Start of Record set

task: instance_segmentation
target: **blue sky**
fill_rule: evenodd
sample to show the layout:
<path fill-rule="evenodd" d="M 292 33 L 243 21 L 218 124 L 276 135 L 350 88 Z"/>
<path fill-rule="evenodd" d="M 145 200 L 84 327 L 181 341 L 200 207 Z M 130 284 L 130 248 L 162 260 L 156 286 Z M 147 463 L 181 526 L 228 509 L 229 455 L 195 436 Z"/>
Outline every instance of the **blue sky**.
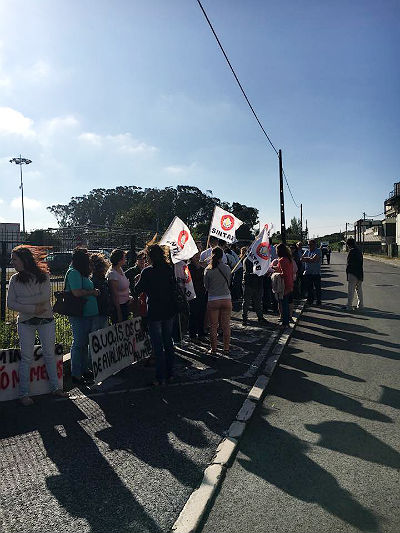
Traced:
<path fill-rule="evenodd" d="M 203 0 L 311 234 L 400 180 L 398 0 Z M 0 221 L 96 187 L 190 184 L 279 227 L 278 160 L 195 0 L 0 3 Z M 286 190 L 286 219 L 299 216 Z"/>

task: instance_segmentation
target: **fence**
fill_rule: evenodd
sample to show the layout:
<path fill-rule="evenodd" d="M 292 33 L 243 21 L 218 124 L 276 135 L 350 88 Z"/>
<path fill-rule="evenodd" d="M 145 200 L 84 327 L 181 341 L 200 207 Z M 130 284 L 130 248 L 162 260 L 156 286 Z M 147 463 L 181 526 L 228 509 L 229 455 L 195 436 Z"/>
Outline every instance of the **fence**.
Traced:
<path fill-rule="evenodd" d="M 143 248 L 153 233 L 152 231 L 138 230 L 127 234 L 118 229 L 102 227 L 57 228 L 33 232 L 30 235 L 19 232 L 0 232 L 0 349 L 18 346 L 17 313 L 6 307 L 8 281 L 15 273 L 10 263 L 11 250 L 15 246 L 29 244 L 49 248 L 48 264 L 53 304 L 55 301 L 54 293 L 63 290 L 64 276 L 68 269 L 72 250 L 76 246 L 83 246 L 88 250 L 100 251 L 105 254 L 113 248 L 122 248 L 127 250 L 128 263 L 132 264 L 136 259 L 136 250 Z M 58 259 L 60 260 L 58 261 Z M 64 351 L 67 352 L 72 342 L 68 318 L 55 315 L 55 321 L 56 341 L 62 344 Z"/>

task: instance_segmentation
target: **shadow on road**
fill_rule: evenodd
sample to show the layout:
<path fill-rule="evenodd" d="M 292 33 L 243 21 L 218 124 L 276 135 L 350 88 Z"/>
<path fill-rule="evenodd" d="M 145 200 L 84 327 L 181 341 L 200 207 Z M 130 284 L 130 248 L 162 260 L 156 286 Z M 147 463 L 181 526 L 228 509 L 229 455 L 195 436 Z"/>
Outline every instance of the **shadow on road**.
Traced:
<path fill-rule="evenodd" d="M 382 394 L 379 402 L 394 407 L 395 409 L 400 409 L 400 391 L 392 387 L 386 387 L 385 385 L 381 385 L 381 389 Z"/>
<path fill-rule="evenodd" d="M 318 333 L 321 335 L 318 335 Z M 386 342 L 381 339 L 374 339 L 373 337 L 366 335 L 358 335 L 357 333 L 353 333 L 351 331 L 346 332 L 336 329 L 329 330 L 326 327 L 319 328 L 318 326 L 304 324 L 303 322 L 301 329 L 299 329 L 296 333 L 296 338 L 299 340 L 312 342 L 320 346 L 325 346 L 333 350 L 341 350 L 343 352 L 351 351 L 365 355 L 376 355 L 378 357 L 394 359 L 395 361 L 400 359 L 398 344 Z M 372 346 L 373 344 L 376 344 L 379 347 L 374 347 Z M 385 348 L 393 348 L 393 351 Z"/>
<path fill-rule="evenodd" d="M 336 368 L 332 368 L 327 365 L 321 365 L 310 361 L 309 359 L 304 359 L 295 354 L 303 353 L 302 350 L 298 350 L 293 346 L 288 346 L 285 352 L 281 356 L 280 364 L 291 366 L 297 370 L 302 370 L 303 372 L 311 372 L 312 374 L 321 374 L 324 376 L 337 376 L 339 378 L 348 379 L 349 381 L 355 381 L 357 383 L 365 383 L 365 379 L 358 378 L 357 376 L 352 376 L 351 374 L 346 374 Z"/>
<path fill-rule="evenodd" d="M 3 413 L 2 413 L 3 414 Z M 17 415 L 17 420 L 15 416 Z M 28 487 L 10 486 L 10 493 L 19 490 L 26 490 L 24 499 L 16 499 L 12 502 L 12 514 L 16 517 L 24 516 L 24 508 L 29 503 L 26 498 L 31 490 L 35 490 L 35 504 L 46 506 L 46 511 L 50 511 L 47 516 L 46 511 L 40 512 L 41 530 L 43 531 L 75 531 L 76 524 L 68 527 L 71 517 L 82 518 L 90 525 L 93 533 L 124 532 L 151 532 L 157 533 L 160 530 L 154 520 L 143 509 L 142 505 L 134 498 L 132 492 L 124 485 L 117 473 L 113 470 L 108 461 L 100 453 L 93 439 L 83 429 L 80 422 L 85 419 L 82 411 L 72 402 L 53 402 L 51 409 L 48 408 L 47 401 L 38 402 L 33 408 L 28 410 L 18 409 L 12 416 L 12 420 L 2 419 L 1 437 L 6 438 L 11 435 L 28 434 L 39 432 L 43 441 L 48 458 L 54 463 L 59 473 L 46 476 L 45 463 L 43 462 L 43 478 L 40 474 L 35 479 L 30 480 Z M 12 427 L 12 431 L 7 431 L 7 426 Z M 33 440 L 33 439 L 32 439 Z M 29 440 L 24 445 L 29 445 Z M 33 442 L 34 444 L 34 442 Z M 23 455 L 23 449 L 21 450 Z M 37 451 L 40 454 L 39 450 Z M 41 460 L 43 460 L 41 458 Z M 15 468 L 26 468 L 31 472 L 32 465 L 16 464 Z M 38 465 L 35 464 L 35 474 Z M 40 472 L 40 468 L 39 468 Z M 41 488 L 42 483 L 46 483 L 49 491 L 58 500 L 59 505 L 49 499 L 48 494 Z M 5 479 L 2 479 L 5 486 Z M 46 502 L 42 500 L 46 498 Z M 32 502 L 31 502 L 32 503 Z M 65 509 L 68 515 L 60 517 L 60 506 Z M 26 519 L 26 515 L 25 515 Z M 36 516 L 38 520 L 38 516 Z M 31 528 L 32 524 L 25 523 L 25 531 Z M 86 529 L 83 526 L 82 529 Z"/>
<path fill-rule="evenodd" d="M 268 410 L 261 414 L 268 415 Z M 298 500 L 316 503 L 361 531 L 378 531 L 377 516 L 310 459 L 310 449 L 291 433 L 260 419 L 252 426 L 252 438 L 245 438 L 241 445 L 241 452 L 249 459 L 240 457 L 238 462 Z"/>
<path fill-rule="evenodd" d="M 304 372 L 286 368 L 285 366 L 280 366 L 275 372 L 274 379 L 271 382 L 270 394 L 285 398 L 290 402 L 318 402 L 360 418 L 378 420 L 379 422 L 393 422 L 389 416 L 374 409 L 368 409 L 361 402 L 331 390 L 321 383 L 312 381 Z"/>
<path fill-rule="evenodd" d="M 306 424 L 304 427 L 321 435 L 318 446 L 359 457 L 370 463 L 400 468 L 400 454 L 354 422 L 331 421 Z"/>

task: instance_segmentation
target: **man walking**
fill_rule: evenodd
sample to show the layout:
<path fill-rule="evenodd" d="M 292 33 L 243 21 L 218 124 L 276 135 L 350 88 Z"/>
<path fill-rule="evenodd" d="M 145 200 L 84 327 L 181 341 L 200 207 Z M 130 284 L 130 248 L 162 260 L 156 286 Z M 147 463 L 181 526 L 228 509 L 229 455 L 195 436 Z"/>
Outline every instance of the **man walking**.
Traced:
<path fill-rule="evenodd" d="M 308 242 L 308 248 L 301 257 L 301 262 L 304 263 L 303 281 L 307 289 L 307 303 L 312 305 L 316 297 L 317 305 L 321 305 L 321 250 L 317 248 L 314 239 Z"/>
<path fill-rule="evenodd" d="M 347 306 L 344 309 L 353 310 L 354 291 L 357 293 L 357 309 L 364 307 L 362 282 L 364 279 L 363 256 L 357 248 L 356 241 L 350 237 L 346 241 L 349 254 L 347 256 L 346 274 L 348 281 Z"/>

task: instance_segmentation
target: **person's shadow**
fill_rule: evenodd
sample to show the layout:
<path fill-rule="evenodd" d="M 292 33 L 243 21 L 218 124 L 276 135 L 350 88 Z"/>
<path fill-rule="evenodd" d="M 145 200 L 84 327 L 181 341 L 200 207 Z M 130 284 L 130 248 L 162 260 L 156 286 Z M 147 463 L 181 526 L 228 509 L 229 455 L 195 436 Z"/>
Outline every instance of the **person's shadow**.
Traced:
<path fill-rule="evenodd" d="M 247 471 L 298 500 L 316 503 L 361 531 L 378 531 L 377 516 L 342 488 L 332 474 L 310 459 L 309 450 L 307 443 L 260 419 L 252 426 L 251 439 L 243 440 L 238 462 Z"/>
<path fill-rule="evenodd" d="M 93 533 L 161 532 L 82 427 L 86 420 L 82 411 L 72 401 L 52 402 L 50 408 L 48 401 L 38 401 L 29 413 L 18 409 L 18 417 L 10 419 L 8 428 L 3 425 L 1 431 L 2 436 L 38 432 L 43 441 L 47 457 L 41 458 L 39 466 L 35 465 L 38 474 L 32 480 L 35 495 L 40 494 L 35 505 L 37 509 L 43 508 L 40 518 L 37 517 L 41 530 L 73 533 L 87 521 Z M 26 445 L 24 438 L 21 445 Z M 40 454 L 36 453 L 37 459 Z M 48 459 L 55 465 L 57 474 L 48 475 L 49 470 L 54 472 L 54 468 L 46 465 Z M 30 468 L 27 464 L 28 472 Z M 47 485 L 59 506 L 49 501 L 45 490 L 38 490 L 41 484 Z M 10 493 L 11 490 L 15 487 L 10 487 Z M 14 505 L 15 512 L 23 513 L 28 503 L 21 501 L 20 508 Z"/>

End of Record set

**Work order:**
Repeat the entries above exactly, from the first line through the line containing "Outline every instance of the **blue sky**.".

**Written solution:**
task: instance_segmentation
target: **blue sky**
fill_rule: evenodd
sample to show the layout:
<path fill-rule="evenodd" d="M 292 33 L 243 21 L 218 124 L 276 135 L 350 88 Z"/>
<path fill-rule="evenodd" d="M 145 200 L 84 327 L 181 341 L 200 207 Z M 130 284 L 130 248 L 162 260 L 156 286 Z M 147 463 L 181 526 L 228 509 L 229 455 L 195 436 Z"/>
Outline every instance of the **blue sky**.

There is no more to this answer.